# Extracted text

=-=-=-=-=

The last serious tornado warning that Neal recalls occurred when he was mayor. It put everyone in municipal and state government on high alert. The result was a few downed trees and some power glitches.
But, in the wake of the June 1 cluster of twisters that barreled through a sizable swath of his congressional district, he’s spent the past 10 days appealing to the highest reaches of the federal government to secure aid for not only Springfield but for the entire region.
President Barack Obama must declare a federal state of emergency for the tornado-damaged area before much-needed funds flood in. (Joplin, Mo., devastated by deadly tornadoes on May 22 that killed more than 130 people, is still awaiting its federal emergency designation.)
Neal is painfully aware of this, noting the federal government is between assessment and cutting the check for recovery efforts in his district. He is eager to return to the neighborhoods once he has answers.

=-=-=-=-=

# Supplied material
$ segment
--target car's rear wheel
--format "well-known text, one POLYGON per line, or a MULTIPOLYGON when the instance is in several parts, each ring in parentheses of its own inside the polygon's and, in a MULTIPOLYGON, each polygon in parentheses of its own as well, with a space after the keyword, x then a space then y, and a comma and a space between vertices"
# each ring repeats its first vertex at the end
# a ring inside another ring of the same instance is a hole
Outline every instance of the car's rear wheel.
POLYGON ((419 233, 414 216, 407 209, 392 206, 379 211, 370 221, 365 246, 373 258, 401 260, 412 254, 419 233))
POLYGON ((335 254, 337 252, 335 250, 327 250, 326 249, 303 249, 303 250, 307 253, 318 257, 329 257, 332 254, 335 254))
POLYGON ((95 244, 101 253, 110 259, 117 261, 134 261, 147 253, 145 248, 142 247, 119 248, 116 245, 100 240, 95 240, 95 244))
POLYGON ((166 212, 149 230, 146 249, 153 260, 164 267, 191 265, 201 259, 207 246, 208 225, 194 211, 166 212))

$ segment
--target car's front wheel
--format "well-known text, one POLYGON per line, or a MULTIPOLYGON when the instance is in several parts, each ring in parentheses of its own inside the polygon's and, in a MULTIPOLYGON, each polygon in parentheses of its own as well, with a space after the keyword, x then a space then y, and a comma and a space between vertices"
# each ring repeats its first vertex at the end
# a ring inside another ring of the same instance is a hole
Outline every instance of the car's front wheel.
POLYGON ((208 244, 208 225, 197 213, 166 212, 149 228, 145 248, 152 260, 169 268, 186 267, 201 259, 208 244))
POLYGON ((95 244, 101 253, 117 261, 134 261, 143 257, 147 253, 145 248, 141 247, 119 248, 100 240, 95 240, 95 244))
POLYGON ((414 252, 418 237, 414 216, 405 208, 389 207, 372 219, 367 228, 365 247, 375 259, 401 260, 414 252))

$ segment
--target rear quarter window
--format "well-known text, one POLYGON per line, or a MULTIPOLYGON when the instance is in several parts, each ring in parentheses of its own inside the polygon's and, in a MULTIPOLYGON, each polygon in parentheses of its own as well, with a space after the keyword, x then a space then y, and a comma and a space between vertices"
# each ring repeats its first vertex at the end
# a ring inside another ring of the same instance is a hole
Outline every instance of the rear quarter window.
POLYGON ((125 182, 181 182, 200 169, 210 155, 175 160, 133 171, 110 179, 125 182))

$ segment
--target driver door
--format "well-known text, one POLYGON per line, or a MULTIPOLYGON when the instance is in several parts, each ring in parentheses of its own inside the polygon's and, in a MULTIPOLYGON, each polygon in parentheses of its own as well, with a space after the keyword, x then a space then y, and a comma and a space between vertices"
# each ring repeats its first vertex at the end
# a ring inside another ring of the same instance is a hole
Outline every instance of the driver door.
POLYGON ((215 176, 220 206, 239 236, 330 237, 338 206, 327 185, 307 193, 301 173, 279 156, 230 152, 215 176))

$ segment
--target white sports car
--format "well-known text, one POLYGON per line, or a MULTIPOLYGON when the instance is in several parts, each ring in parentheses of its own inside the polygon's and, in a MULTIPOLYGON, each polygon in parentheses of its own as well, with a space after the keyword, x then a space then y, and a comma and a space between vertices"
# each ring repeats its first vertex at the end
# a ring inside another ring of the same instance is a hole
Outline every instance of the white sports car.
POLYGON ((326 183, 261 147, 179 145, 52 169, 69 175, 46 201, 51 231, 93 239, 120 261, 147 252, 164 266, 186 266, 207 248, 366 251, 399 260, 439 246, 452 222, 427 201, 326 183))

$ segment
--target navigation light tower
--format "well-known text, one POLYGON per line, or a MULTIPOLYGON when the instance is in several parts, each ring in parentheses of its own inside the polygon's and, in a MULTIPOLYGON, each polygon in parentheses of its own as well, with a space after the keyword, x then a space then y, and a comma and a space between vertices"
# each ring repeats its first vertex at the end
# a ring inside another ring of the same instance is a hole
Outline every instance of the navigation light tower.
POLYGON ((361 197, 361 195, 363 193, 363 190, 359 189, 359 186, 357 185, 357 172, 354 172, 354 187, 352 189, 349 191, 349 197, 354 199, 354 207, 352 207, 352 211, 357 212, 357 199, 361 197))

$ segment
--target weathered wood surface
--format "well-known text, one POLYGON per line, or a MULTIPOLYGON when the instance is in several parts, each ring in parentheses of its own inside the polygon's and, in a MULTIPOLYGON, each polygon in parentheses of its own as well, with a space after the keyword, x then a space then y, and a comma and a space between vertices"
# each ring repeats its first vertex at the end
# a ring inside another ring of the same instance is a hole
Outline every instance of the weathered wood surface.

=-=-=-=-=

# Work to be completed
In the text about tornado aid, what must President Barack Obama declare before the much-needed funds flow in?

# Problem solution
A federal state of emergency for the tornado-damaged area.